*PASSAGE PROVIDED:*
^^^^^^^^^^^^^^^^


    can we say if the disk io has a bottle neck to one physical disk will that affect total server IO performance?

    like SQL is hosted on SAN disks ans C: on local disk

    if SQL disks has high IO and high disk time, will that cause responce time for C:?

    Thank you

  15. Hi Maggie…unfortunately, the answer is it depends. It depends on the hardware capacity, the I/O patterns and trends, and on the application code. I would strongly recommend that you test whatever solution you use before deploying it in production.

  16. Thanks Oracleman…happy to know you found the blog helpful.

  17. Hi Balwinder… rebuilding indexes helps with I/O bottlenecks because the pattern for I/O is more contiguous, as opposed to the disk head having to move round due to fragmentation on the index before the rebuild. Updating statistics simply helps the optimizer make a better decision with regards to the execution plan and has no impact on the i/o bottleneck.

    To answer your question, you should first make sure that thew hardware is capable of supporting the I/O load (take the I/O patterns and I/O rate into account), within the thresholds that you define. If you are using SQL 2014, you can partition the table and the index, and rebuild the index for each partition. This will allow you to stagger the rebuilds, and only 1 partition will be impacted at any point in time. Hope this helps. Thanks.

  18. Hi Ansar…thanks for appreciating.

    A disk bottleneck on any disk on the system can impact the overall system performance due to a cascading effect, but it should not cause the response time/disk latency for the other disk(s) to go up. Hope this helps.

  19. Andre says:

    Hi HarshDeep_Singh

    I currently have a problem of Application hang. My application won't display its UI when i click the menu in just displaying white screen (like endless looping). This problem usually solved after restarting the sql service, but happening again next day.

^^^^^^^^^^^^^^^^

Collection entries
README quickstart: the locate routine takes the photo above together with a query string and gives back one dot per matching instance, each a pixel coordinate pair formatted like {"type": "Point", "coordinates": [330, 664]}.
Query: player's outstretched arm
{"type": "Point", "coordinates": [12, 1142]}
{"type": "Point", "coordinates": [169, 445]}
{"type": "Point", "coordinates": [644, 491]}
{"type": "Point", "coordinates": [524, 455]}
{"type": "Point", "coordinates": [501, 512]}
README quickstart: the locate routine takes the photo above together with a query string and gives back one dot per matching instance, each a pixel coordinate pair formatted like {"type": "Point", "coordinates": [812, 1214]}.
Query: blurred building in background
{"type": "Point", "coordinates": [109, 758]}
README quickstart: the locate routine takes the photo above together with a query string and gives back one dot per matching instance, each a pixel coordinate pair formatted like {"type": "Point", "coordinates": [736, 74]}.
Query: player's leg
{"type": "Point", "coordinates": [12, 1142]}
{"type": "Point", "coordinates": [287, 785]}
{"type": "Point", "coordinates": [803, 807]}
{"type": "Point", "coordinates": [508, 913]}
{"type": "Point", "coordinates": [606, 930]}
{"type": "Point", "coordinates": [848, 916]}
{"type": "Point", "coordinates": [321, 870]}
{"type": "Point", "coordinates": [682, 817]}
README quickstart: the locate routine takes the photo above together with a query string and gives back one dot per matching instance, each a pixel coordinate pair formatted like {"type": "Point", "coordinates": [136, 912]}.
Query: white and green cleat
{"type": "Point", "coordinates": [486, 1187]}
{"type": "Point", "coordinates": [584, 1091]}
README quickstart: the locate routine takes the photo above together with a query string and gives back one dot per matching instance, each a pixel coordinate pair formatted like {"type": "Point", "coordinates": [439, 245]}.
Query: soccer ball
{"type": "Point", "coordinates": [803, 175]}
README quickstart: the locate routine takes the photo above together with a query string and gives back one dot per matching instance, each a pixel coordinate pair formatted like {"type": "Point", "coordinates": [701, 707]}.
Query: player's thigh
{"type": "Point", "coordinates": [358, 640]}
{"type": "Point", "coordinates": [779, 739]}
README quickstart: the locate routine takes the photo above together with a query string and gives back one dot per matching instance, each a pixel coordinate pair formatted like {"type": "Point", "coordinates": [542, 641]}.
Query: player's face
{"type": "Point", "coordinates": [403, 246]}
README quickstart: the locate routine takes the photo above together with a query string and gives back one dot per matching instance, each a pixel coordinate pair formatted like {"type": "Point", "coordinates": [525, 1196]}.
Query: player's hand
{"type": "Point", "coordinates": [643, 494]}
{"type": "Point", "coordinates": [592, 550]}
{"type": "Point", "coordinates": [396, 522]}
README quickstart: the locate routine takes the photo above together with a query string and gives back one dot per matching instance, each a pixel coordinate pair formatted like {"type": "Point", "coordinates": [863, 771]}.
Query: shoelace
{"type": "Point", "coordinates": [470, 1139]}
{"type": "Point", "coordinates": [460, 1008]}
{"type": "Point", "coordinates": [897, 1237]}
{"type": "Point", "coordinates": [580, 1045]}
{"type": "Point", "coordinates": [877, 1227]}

^^^^^^^^^^^^^^^^

*THINGS TO DO:*
1) In the forum thread on disk I/O, rewrite the portion between "18. Hi Ansar…thanks" and "up. Hope this helps.", inclusive, swapping "cascading effect" for "domino effect".
2) According to the forum thread on disk I/O, what does updating statistics help with?

*ANSWERS TO THE EXERCISE:*
1)
18. Hi Ansar…thanks for appreciating.

    A disk bottleneck on any disk on the system can impact the overall system performance due to a domino effect, but it should not cause the response time/disk latency for the other disk(s) to go up. Hope this helps.

2) It helps the optimizer make a better decision about the execution plan and has no impact on the I/O bottleneck.